Records of labeled points
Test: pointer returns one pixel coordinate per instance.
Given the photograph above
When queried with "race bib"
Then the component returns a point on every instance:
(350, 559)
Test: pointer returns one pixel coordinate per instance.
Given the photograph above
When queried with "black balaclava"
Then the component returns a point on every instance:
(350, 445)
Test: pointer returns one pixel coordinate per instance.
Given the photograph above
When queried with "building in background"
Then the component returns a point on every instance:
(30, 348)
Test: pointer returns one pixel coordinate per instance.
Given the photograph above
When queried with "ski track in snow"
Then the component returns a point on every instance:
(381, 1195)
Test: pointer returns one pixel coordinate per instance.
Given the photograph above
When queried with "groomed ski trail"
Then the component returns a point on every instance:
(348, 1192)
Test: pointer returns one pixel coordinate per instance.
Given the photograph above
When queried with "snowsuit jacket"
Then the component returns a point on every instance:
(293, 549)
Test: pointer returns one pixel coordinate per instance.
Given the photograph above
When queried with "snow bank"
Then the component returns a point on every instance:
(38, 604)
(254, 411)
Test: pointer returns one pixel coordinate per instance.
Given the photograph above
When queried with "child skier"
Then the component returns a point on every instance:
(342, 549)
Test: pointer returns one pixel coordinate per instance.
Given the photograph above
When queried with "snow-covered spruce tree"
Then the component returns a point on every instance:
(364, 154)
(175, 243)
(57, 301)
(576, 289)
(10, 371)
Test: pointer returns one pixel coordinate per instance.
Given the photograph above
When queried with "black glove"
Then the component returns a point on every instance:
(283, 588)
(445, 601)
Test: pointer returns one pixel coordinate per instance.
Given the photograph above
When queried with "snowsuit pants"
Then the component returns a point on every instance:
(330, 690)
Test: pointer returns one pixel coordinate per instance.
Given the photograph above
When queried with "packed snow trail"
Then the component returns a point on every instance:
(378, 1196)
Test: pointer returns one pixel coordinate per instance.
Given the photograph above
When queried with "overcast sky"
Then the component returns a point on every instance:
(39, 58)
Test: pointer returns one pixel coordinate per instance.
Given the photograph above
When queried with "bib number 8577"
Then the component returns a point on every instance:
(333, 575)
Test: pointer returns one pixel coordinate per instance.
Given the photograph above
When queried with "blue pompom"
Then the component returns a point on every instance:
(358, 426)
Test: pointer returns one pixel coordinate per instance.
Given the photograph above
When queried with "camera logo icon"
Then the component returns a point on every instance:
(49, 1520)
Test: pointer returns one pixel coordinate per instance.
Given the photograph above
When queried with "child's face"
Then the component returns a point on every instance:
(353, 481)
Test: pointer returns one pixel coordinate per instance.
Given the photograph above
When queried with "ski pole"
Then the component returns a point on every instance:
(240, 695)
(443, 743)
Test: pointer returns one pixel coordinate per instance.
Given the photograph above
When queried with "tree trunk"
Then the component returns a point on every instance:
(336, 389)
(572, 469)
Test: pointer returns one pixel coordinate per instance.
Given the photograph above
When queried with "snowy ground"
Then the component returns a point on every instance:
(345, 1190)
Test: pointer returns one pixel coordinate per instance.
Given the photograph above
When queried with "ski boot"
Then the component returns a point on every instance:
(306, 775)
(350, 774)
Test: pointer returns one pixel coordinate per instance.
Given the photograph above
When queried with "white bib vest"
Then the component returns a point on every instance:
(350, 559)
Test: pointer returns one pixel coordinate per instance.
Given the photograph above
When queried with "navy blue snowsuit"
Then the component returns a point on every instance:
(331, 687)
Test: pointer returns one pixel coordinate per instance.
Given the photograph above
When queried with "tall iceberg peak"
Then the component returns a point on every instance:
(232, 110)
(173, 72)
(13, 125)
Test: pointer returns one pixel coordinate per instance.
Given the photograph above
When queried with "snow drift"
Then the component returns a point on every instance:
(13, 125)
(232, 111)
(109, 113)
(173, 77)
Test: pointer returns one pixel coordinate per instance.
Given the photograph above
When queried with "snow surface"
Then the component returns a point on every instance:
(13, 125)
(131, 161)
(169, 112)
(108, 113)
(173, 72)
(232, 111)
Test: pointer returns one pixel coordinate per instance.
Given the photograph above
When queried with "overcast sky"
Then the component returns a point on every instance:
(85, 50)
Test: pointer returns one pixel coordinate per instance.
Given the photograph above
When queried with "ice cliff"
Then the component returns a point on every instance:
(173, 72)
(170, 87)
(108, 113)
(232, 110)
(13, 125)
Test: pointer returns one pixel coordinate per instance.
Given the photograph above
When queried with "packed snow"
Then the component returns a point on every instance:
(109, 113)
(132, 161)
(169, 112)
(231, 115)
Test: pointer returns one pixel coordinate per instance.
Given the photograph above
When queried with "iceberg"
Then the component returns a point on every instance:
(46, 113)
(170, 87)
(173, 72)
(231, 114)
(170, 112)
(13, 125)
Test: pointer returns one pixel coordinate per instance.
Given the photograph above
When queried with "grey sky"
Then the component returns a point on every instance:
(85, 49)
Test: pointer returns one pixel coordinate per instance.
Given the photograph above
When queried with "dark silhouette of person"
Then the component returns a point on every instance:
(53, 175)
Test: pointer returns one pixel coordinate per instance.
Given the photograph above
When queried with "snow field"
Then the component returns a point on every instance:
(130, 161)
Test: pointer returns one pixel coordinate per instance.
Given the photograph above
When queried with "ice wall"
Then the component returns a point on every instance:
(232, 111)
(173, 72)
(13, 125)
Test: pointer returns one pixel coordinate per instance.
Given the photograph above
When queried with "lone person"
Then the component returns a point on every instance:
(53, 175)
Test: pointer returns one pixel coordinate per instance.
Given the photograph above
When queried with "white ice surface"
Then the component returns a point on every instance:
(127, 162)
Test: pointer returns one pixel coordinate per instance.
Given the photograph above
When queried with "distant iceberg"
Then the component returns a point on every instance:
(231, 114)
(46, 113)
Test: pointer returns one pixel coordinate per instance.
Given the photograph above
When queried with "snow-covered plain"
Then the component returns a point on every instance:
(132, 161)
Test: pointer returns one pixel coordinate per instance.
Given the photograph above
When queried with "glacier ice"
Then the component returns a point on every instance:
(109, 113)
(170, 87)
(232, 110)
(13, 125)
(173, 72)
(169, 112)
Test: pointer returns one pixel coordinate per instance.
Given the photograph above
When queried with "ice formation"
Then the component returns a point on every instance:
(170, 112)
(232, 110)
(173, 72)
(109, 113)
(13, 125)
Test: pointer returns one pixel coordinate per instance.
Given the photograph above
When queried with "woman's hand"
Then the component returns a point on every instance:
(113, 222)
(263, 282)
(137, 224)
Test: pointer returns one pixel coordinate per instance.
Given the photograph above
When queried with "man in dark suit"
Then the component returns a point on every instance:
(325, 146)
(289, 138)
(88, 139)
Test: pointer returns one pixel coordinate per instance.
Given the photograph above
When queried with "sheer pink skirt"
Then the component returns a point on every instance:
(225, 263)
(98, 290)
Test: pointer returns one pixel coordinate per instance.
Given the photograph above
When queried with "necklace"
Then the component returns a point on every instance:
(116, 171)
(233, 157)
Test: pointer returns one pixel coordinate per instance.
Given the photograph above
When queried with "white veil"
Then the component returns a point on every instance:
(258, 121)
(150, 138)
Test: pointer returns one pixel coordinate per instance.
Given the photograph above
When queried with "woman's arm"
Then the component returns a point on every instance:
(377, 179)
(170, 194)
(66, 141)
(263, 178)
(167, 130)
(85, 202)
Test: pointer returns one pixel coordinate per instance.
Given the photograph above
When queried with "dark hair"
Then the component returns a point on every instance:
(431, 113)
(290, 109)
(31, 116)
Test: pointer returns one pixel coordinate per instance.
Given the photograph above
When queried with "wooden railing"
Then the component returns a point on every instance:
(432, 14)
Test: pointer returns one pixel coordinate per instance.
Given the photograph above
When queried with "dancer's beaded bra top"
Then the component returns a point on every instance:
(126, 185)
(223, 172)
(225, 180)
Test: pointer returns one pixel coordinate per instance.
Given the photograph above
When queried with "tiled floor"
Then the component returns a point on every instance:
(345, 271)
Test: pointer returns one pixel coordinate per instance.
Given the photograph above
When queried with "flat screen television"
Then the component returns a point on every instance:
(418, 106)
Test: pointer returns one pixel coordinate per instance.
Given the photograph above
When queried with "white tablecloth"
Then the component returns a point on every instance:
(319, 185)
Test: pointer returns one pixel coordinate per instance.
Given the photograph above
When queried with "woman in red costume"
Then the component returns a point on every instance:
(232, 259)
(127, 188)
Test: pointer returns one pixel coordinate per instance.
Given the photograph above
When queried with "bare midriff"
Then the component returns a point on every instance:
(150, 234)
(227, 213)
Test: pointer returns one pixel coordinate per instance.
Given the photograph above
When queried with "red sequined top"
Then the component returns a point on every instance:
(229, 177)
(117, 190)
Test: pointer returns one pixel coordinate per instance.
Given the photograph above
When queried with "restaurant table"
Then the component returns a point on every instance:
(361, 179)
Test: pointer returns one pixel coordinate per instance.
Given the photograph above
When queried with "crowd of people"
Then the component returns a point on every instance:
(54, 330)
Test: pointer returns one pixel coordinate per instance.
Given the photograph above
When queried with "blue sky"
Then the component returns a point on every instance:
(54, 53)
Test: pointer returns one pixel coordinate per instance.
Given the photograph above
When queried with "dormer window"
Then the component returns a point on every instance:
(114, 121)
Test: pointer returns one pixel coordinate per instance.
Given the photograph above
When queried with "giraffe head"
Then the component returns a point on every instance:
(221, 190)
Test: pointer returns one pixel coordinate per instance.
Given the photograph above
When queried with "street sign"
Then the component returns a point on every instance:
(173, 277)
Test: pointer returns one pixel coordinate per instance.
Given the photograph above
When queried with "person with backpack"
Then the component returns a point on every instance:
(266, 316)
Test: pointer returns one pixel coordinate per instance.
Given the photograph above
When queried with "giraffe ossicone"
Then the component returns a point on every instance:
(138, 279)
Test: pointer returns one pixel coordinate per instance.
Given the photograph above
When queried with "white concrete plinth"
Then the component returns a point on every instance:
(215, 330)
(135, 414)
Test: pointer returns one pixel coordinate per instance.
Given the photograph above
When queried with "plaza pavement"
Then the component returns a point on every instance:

Aim of the exercise — Show each line from the rows above that contains the word "trail".

Exercise response —
When queried with "groomed ski trail"
When queried with "packed snow trail"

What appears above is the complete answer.